The entries below need to be transcribed exactly, without their images.

★ ★ ★ ★ ★ ★ ★

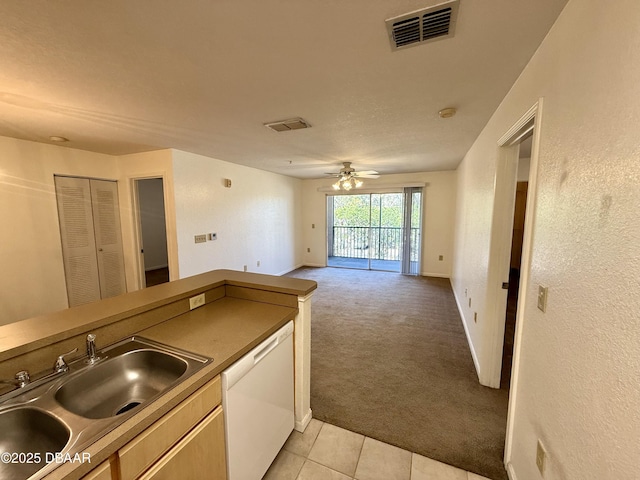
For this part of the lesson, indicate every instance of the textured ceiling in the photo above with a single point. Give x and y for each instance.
(203, 76)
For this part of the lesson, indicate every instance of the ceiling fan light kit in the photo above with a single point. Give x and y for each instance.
(348, 177)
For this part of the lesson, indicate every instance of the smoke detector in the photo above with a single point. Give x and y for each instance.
(286, 125)
(423, 26)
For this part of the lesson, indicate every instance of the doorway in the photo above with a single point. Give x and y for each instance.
(152, 236)
(91, 238)
(519, 211)
(375, 231)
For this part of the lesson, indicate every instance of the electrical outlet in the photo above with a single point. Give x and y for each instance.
(197, 301)
(541, 457)
(542, 297)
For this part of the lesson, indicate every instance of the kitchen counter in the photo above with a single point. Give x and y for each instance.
(225, 330)
(240, 311)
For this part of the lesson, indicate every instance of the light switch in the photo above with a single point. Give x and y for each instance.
(542, 297)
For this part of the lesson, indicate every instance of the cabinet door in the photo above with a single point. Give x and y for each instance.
(198, 456)
(102, 472)
(148, 447)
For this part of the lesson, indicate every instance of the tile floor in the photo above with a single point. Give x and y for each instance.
(327, 452)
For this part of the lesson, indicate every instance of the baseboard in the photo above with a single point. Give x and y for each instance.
(466, 331)
(301, 426)
(437, 275)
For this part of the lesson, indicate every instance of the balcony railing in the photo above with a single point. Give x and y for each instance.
(377, 243)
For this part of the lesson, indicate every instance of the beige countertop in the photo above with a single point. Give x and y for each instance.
(225, 330)
(29, 334)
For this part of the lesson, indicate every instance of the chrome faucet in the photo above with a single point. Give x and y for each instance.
(21, 379)
(91, 349)
(61, 365)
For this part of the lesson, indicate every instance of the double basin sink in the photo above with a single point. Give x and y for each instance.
(42, 425)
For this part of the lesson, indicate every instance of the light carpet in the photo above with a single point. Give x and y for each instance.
(390, 360)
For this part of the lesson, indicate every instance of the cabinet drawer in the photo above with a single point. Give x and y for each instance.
(141, 452)
(101, 472)
(199, 456)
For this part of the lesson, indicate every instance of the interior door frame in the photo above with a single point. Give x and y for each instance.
(509, 146)
(137, 230)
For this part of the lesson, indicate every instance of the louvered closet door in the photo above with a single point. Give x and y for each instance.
(78, 240)
(106, 222)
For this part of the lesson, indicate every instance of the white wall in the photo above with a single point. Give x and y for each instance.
(439, 199)
(257, 219)
(577, 371)
(32, 281)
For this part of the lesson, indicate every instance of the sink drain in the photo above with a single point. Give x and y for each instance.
(127, 407)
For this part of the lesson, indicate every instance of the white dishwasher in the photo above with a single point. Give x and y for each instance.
(257, 400)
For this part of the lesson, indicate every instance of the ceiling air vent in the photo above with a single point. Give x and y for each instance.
(422, 26)
(286, 125)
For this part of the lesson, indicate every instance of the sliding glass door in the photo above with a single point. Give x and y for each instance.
(375, 231)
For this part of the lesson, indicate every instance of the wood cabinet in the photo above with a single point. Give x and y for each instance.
(187, 443)
(102, 472)
(197, 456)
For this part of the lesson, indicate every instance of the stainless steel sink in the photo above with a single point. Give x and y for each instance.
(120, 384)
(29, 435)
(76, 408)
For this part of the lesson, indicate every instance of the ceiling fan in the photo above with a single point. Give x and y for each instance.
(348, 178)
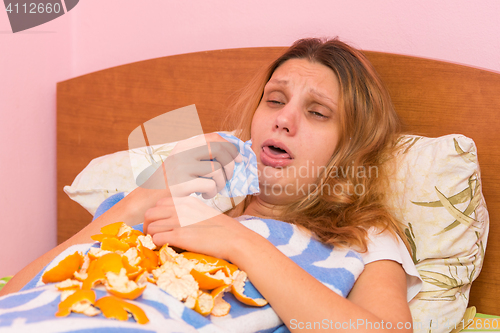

★ ★ ★ ★ ★ ★ ★

Solution for this exercise:
For this part of the lesson, indicate every instance of the textured ceiling in the photo above with a single point. Give x and y for each instance.
(203, 76)
For this part of the lesson, indicate every instance of the ceiling fan light kit in the photo above with a single point. Give x and y for each instance.
(348, 177)
For this part of the lesson, indicate every instance of the smoke detector in the photo above with a single point. Give x and y for each instance.
(286, 125)
(423, 26)
For this part of the lesson, indicate every instance of the doorway in the photo above with a single point. Give x and y for each instance.
(152, 236)
(91, 238)
(519, 211)
(375, 231)
For this part of the lesson, indicate every instance of the electrical outlet in the photo above with a single point. Give x and y for each instance.
(197, 301)
(541, 457)
(542, 297)
For this part of the lesson, indicate every instance of the kitchen counter in the photo above with a single point. Give x and y for each instance.
(225, 330)
(240, 311)
For this part of the lesson, indicate every instance of the light switch in the photo above with a single point. Give x and y for each instance.
(542, 297)
For this part of the lesson, indicate every instance of the cabinet door in the photo above with a single point. Give x and y for each instance.
(198, 456)
(102, 472)
(148, 447)
For this part of the lesson, indicate every instance of the tile floor in the photo above with a single point. Give x and y for each instance.
(327, 452)
For this part of the lesson, indicate every instance of the baseboard in the photo above with a single point. Give x and y for each instance.
(466, 331)
(301, 426)
(437, 275)
For this part of the lesson, indicate every instance of the balcony railing in the photo above with a single point. Give x and y for each instance.
(377, 243)
For this part of the lesson, indicate every instance of the beige countertop in the photo above with a single point. Give x and y for each instance.
(225, 330)
(29, 334)
For this part of the lesson, indicate every instance of the chrome faucet in the photo above with a single point. Give x and y for each instance.
(21, 379)
(91, 349)
(61, 365)
For this part of the lesson, indicate every instance of the double basin sink in the photo above with a single point. Give x and y for each instance.
(42, 425)
For this part of the lesson, indicate every instance of the light carpet in the photo above with a single point. Give x and y for each instance.
(390, 360)
For this part of the lesson, indicate every instance of the cabinet drawer in the photo above with a single point. Give x and y for each instance.
(141, 452)
(101, 472)
(199, 456)
For this part of the lesson, indicate every instance of the interior door frame in the photo above with a single point. Give x and y for each instance.
(509, 146)
(137, 230)
For this part of the lesson, indicate every instance of the louvered closet door in the photo above with a single point. Give x and y for each instance.
(78, 240)
(106, 222)
For this part of the lesson, indicate every instance of the white wall in the photo above with a single point. Give x and y for each instance.
(439, 199)
(257, 219)
(577, 371)
(32, 281)
For this part of the lesson, indicate every instance of the sink drain in the photo above with a single point. Give x and y for each instance.
(127, 407)
For this part of the lesson, indicate every instance of the white dishwasher in the photo above with a single point. Give x and y for each instance.
(257, 400)
For this part of the lesson, indicate every instance of the ceiling air vent in the photo above with a single point. Give x and y for each instance.
(422, 26)
(286, 125)
For this part of the lesson, indicate every instance of the sliding glass door in the photo above with a single point. Give x and y for each instance.
(375, 231)
For this part of the lesson, indicate every instance of the wood cabinet in the photo above with a single point. Give x and y for each instance.
(187, 443)
(102, 472)
(197, 456)
For this part of the lesson, indicate every instance of the stainless steel sink in the photo above with a single point. Give x and y for each instance.
(120, 384)
(29, 435)
(76, 408)
For this part of the lesson, indicate every instance of the ceiling fan in the photo above with a single point. Give x and y for each instance.
(348, 178)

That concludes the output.